» Problem statement: Repeat the data below word for word.

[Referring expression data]
:::::

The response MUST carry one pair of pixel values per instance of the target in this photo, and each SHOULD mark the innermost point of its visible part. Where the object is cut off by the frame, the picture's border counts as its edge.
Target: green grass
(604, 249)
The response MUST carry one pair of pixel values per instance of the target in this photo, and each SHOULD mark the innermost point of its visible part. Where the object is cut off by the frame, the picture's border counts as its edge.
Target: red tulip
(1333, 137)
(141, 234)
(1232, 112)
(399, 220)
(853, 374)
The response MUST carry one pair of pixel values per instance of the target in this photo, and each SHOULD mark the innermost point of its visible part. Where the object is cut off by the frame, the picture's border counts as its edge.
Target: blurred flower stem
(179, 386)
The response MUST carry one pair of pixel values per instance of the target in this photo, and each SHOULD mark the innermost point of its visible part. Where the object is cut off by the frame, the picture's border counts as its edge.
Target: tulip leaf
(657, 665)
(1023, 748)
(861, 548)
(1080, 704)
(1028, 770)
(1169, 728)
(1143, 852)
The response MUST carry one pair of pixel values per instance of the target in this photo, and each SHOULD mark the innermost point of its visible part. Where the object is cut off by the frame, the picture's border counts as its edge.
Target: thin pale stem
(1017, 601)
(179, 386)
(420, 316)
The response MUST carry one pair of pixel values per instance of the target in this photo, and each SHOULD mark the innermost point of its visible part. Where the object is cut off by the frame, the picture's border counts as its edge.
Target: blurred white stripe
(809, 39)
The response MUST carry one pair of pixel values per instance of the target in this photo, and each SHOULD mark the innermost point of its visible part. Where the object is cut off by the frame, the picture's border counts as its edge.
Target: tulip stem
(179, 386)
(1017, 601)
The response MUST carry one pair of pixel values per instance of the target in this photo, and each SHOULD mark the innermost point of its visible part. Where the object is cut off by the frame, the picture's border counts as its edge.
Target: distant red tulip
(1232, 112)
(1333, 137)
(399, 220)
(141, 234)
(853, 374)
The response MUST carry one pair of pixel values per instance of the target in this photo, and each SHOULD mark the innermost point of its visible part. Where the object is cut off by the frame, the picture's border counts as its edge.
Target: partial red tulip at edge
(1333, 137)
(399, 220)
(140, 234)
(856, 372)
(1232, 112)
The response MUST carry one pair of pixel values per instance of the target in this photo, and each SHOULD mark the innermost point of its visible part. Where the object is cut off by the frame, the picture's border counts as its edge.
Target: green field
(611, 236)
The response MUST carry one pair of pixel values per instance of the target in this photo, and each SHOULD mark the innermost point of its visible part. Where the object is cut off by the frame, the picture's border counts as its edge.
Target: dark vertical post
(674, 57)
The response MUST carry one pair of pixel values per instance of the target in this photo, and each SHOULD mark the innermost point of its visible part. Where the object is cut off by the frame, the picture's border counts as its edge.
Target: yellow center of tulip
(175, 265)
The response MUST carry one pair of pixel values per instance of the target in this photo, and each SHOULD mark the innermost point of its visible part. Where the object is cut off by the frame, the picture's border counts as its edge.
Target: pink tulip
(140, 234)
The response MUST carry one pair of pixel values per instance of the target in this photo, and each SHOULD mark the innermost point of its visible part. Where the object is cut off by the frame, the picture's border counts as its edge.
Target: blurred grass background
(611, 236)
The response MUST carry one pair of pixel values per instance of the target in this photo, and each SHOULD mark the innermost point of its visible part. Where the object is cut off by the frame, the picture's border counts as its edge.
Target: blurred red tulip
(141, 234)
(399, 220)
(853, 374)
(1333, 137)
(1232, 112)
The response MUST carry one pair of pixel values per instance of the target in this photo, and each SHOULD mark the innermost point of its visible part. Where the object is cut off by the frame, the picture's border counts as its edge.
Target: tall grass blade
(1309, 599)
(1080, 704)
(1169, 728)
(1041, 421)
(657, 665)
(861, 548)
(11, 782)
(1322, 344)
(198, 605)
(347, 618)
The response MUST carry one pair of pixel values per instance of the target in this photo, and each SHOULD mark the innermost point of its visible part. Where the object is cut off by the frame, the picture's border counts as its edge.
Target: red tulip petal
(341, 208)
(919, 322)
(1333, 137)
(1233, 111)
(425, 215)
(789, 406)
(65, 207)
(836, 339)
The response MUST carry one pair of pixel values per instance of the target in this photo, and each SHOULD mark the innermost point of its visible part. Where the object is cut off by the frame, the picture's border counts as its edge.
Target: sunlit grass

:::::

» Completed task:
The response MUST carry one pair of pixel values per instance of the target in this photo, and each SHOULD mark the innermost point of its visible part. Where the object is cut off by the frame, the picture's border counts as its edge.
Target: green grass
(604, 249)
The response MUST carry one pair of pixel values per instance of the target in this photo, and each SHOULD mark the innermost point of its visible part. Where the object is cut off by the frame, the picture's border counts as its edge.
Target: red tulip
(1333, 137)
(141, 234)
(1232, 112)
(399, 220)
(853, 374)
The response MUST carry one pair of pixel values per instance of the target in this photo, and each SHOULD mark the innermost point of its visible part. Where the object is cut off by the frame, the picture's border counts as its edge.
Target: blurred flower stem
(179, 386)
The response MUST carry one pair of pixel values per instance of the target in this photo, and each SHOULD mark the innermost point of its visible part. Where the object is cut off by the frame, the picture's border counts as its edge.
Target: tulip leaf
(657, 665)
(1023, 748)
(861, 548)
(1080, 704)
(1028, 770)
(1169, 728)
(1143, 852)
The response MUST carry one pair of pixel values per instance of the target in this photo, and each SHOULD mark the innermost point of its visible part. Where the object is cut off by the frame, the picture's border counts as its edge.
Target: thin pale stem
(1017, 601)
(179, 386)
(420, 316)
The response MUST carry one pair of pixel values per instance of the target in this photo, and each SHOULD mark the innermost point of its visible part. Where the object is cut off by the frame, the picture's border counts as its edge.
Target: blurred white stripe
(809, 39)
The response MUST carry one pair of pixel values per instance of the target in this photo, and each SHOULD mark the innermost point of its visible part. Where the object is cut off by the frame, the picture's border counts as its edge.
Target: tulip stem
(179, 386)
(1017, 601)
The response MUST carry one pair of pixel values per instance of the target in this photo, and each SHOULD mark the innermost point of its visible part. Where the object is cut off by the frame, the picture's border counts as its edge.
Target: distant red tulip
(1232, 112)
(1333, 137)
(399, 220)
(141, 234)
(853, 374)
The response MUST carry one pair of pixel values per instance of the target in this photo, and each SHOULD mark the innermost point of its visible part. Where the object is cut off by the frame, the picture's border counts as its edge.
Target: partial red tulip at edge
(1333, 137)
(399, 220)
(140, 234)
(856, 372)
(1232, 112)
The response MUST carry one pair of pixel values per instance of the target in this photo, and each SHOULD mark the innermost point of its visible part. Where the object is cut off by the frame, the picture's border counts as its edge.
Target: green field
(611, 236)
The response MUST carry one pair of pixel values per instance of the target in this photo, and each SHOULD mark the innermost point of its visible part. Where the object is cut off by the frame, the picture's border counts as its edge.
Target: dark vertical post
(674, 57)
The response MUST carry one pair of pixel values per instance of the target in this photo, and each SHOULD mark the innermost point of its visible part. Where the object is cut off by the frame, the picture's border counts as its edge.
Target: yellow center of tulip
(175, 265)
The response MUST carry one pair of pixel values per instance of the target in this photo, and each SHOULD mark the innermost point of its visible part. Where the object is cut off by the frame, the picture's border counts as its edge.
Target: pink tulip
(140, 234)
The response MUST carry one pair of pixel values per instance of the target in this photo, and each SHOULD mark the innermost point of its visible part. Where the object is cut off by the frame, the picture's border counts as its edge.
Target: blurred grass background
(611, 236)
The response MUST carry one pair of pixel values per instance of the target in this photo, and each SHOULD mark the innermost point of its visible part. Where the object is cut off by the frame, the picture's border counts as its edge.
Target: blurred red tulip
(141, 234)
(399, 220)
(853, 374)
(1333, 137)
(1232, 112)
The response MUST carry one pair of pixel values per instance of the target in this photo, and each SHOULD mark the innermost point of its visible part. Where the object is cut off by the frame, the picture's border counts as its edge.
Target: tall grass blade
(1309, 599)
(1080, 704)
(1169, 728)
(1041, 421)
(657, 665)
(861, 548)
(11, 782)
(1322, 344)
(198, 605)
(347, 618)
The response MUST carry one pair of pixel values per instance of the target in this photo, and each SHOULD mark the innermost point of its visible part. Where the object is cut off by the frame, the picture's border counts as its edge.
Target: red tulip petal
(341, 208)
(919, 322)
(1333, 137)
(1233, 111)
(425, 215)
(789, 406)
(65, 207)
(836, 339)
The response MUST carry one pair of pixel values per instance of the target in this photo, and each SHOULD mark the innermost point of its visible part. Where the object is cut off by the frame, the picture's border counts as its edge.
Target: sunlit grass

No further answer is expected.